[INFORMATION GIVEN Boundary: Start]

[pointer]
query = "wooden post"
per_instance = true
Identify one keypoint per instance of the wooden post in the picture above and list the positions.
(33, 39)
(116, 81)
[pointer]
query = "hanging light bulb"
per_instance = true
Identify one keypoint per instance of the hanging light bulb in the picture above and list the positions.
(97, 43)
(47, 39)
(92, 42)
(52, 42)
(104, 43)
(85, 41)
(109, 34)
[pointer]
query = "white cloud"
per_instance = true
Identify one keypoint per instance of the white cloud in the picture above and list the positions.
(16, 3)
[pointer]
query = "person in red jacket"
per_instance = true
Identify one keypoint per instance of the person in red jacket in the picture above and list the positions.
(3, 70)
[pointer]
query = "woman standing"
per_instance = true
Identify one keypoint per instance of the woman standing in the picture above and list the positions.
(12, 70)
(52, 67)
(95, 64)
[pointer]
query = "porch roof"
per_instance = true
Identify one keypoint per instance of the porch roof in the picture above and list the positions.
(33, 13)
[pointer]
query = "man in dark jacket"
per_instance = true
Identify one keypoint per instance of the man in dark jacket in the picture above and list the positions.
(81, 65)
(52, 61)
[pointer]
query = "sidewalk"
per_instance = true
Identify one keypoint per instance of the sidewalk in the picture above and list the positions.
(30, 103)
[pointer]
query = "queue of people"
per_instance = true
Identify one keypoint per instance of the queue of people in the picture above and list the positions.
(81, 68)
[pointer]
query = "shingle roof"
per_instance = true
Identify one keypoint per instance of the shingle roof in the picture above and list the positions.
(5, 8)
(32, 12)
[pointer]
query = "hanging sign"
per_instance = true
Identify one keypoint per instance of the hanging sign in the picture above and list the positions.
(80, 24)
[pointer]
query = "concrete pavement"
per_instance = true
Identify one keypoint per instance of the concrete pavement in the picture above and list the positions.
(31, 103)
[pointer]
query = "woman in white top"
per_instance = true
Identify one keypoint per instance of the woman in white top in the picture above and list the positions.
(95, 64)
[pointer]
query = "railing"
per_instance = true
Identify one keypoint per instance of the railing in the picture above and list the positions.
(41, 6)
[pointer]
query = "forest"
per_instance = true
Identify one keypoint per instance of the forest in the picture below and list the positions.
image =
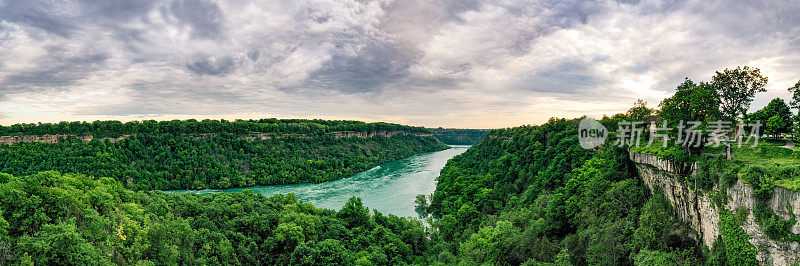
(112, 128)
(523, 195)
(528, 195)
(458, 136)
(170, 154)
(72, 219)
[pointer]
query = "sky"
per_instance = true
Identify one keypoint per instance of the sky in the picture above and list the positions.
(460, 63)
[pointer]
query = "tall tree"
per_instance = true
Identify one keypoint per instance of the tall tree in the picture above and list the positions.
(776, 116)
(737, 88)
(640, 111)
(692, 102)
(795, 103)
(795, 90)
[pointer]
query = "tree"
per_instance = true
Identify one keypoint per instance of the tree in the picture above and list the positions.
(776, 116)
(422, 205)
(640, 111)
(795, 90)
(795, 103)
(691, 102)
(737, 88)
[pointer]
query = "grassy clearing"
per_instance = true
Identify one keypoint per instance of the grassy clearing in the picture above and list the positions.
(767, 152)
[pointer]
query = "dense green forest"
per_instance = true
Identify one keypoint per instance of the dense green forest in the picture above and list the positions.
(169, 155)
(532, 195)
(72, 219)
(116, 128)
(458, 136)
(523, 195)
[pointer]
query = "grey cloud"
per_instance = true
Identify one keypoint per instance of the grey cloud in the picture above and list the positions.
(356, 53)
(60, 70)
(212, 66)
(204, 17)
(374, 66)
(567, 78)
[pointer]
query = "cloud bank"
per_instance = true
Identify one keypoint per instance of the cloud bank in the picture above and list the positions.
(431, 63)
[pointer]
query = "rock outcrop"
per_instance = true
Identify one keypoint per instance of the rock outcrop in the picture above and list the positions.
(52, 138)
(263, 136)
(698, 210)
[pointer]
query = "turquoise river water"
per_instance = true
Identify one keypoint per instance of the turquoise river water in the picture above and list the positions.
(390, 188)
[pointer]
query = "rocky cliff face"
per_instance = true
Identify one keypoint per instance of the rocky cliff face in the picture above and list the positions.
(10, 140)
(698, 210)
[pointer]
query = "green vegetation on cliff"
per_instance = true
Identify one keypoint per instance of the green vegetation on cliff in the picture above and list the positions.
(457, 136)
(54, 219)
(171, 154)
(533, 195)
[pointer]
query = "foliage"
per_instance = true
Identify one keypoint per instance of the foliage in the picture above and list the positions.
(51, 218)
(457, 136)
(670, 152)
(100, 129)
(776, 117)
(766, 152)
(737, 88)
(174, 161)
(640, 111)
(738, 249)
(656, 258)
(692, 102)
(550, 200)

[INFORMATION GIVEN Boundary: End]

WHAT THE EXERCISE ASKS: Your task is to transcribe all of the records precisely, with no images included.

ANSWER SECTION:
[pointer]
query = "wooden post"
per_instance = true
Identify one keypoint per instance of the wooden post in the picture above and list the positions.
(33, 39)
(116, 81)
[pointer]
query = "hanging light bulb"
per_instance = true
Identify one keypoint per instance of the hanging light bulb in the picture above and list the positions.
(97, 43)
(47, 39)
(92, 42)
(52, 42)
(104, 43)
(85, 41)
(109, 34)
[pointer]
query = "white cloud"
per_instance = true
Identify one keypoint per instance of the white cloud in the picture above and list the positions.
(16, 3)
[pointer]
query = "person in red jacket"
per_instance = true
Identify one keypoint per instance of the person in red jacket in the picture above and list the positions.
(3, 70)
[pointer]
query = "woman standing"
per_instance = true
Identify one keypoint per instance of the woman standing in the picture above and list the positions.
(12, 70)
(52, 67)
(95, 64)
[pointer]
query = "porch roof"
per_instance = true
Identify one keypoint per instance of the porch roof in the picture above and list the positions.
(33, 13)
[pointer]
query = "man in dark jacket"
per_instance = true
Identify one keypoint per instance of the man in dark jacket in the picture above and list the positions.
(81, 65)
(52, 61)
[pointer]
query = "sidewalk"
per_instance = true
Identify one keypoint per instance of the sidewalk in the picture above and list the positions.
(30, 103)
[pointer]
query = "queue of people"
per_instance = true
Identify one keypoint per instance of the queue of people in the picture above and list the positions.
(81, 68)
[pointer]
query = "shingle roof"
per_instance = true
Identify one keypoint per instance of the shingle roof in the picture above and list the positions.
(5, 8)
(32, 12)
[pointer]
query = "hanging sign"
per_instance = true
Identify one keypoint per instance of the hanging sign in the picture above and list the positions.
(80, 24)
[pointer]
query = "concrete pavement"
per_instance = true
Identify one keypoint per instance of the concrete pavement in the picture above and list the positions.
(31, 103)
[pointer]
query = "woman in white top"
per_instance = true
Identify one keypoint per instance of the woman in white top in the picture above and list the positions.
(95, 64)
[pointer]
query = "railing"
per_instance = true
Identify one keypoint per instance of the railing in the picture above and list the positions.
(41, 6)
[pointer]
query = "forest"
per_instance = true
Identify one keypoint per instance of the forest in the picture below and list the positions.
image =
(112, 128)
(523, 195)
(528, 195)
(458, 136)
(170, 154)
(72, 219)
[pointer]
query = "sky"
per_instance = true
Identify one keypoint per instance of the sky in the picture above and list the positions.
(460, 63)
[pointer]
query = "tall tree"
per_instance = true
Identify one keypoint per instance of the tall tree in the picture above and list the positions.
(776, 116)
(737, 88)
(640, 111)
(692, 102)
(795, 103)
(795, 90)
[pointer]
query = "tree"
per_instance = true
Identify one keypoint per instance of the tree in the picture above and list the positions.
(776, 116)
(422, 205)
(640, 111)
(795, 90)
(795, 103)
(691, 102)
(737, 88)
[pointer]
query = "grassy clearing"
per_instance = true
Identify one keypoint per instance of the grassy clearing in the picture above and list the positions.
(767, 152)
[pointer]
query = "dense green forest"
per_instance = true
Identify one keypoint per instance of the dense green forest in the picture above and list the positions.
(169, 155)
(532, 195)
(72, 219)
(116, 128)
(458, 136)
(523, 195)
[pointer]
query = "grey cloud"
per_instance = true
Identify one keypoint per instance of the grey cloud in the picture above and list the positions.
(356, 53)
(60, 70)
(212, 66)
(204, 17)
(374, 66)
(567, 78)
[pointer]
query = "cloud bank"
per_instance = true
Identify one keypoint per instance of the cloud bank in the picture above and list the positions.
(431, 63)
[pointer]
query = "rock outcrop"
per_instance = true
Identify one keypoint per instance of the rock outcrop in the picture above and list the positions.
(52, 138)
(263, 136)
(698, 210)
[pointer]
query = "turquoise river water"
per_instance = true
Identify one keypoint per instance of the turquoise river water in the picture above and list the positions.
(390, 188)
[pointer]
query = "rocky cliff face"
per_instance = true
Identify one keypoint per instance of the rocky cliff face in the picture above and list the positions.
(10, 140)
(698, 210)
[pointer]
query = "green vegetation on cliff"
per_instance = true
Identify one keypoint per instance of the green vegetation on cliff in the picture above and list the positions.
(457, 136)
(54, 219)
(171, 154)
(533, 195)
[pointer]
query = "foliage"
per_instance = true
Identify one keypoint per instance of the foliage in the picture above and list the positions.
(51, 218)
(457, 136)
(670, 152)
(100, 129)
(776, 117)
(766, 152)
(737, 88)
(174, 161)
(640, 111)
(738, 249)
(656, 258)
(692, 102)
(550, 200)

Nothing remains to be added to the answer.